- Directed by: R. Asrar, Premananda Mohanty
- Written by: Premananda Mohanty
- Produced by: Yogendra Mahapatra
- Starring: Bijay Mohanty Tandra Roy Gurudatta Samantsinhar Gaddi Premananda Gita Datta
- Cinematography: Nagraj
- Edited by: Madhavan
- Music by: Upendra Kumar Lyrics: Narayana Prasad Singh
- Production company: Rupa International
- Release date: 19 July 1986;
- Running time: 135 minutes
- Country: India
- Language: Odia

= Manika (film) =

1986 Odia film

Manika is a 1986 socio-mythological Odia-language Indian feature film directed by R. Asrar. The film depicts the legendary story of one of the devotees of Lord Jagannath, Manika the milkmaid.

==Plot==
Manika, a milkmaid (Gauduni) and orphan girl, is a devotee of the Lord Jagannath, convinced that one day she will get a glimpse of the Lord and ultimately attain Moksha: freedom from the endless cycle of transmigration into a state of bliss.
========
TO DO:
[a] In the listing, list every line that contains the string "front".
[b] Carry on the Manika film article, starting right after its last sentence.
The Manika film article and the listing after it come from unrelated sources.
========
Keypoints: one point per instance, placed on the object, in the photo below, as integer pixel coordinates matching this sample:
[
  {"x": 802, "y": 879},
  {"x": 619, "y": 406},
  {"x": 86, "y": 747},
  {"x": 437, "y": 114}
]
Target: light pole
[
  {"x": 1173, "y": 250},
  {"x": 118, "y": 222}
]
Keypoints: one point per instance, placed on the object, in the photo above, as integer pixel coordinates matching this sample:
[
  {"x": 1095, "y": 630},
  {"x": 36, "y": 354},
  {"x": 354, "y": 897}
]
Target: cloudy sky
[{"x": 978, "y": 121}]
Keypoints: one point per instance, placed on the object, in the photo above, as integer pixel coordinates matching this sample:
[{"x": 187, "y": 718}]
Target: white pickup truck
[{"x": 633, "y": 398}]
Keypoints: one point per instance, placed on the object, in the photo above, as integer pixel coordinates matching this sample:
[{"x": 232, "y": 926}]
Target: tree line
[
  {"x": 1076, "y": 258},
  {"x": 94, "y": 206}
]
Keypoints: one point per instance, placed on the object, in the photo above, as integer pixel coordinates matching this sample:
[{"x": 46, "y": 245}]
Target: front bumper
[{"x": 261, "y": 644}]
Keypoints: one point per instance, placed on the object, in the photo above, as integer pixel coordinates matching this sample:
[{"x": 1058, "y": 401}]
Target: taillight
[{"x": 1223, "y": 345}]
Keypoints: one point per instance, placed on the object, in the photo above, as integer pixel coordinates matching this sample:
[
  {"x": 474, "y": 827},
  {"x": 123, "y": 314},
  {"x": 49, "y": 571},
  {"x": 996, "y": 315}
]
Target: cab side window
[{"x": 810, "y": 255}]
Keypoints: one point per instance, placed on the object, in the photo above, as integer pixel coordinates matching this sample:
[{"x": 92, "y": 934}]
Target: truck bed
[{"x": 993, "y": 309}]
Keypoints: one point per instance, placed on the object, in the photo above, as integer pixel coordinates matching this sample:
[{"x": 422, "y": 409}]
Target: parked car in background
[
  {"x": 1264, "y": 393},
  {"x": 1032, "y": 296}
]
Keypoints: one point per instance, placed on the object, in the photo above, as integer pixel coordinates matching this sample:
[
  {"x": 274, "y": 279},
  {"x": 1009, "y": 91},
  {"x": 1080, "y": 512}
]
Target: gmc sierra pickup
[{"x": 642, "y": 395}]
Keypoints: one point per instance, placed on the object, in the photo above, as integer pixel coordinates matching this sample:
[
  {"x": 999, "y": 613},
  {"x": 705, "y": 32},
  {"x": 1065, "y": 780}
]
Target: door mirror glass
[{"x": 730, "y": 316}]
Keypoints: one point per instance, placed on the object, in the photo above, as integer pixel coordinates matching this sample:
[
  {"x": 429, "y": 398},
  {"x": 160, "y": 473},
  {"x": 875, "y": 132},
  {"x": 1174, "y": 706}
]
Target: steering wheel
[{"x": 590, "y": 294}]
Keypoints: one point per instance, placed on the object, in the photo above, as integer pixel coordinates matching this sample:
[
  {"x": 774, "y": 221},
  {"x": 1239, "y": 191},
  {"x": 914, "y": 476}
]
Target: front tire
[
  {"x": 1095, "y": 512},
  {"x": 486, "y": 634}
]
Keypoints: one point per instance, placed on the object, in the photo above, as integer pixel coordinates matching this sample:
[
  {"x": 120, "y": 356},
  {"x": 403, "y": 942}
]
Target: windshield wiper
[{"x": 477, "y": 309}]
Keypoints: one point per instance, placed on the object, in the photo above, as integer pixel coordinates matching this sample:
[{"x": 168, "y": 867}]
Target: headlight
========
ANSWERS FOR THE EXERCISE:
[a]
Target: front bumper
Target: front tire

[b]
After defeat in the famous Kanchi expedition, the Gajapati of Kalinga now Odisha, India prays Lord Jagannath and moved with the prayer Lorg Jagannath along with his brother Lord Balabhadra started expedition to Kanchi on horse-back. On the banks of Mahanadi, they reach to Manika, who is selling curd. Both the Gods drink curd and presented a golden ring studded with precious gems to Manika and said, 'the king of Kalinga' will come here, after some time, on his way to Kanchi. You present it to him and he will pay you the money. Later, the king himself passed by with his army. Milkmaid Manika obstructed the Gajapati pleading for the unpaid cost of yogurt consumed by Gajapati's two leading soldiers riding on black and white horses and produced the gold ring as evidence. Gajapati identified the ring as that of Lord Jagannath and upon the divine support, enthusiastically led the expedition. Manika is in a state of disbelief and she finally get glimpse of the God. Her ambition of the lifetime fulfilled. She decide to devote her rest of life in the prayer of lord Jagannath.

==Cast==
- Tandra Ray as Manika
- Bijay Mohanty as Chandra Behera
- Gurudatta Samantsinhar as Lord Jagannath
- Gita Datta
- Gadi
- Premananda Mohanty

==Music==
The music of the film composed by Upendra Kumar.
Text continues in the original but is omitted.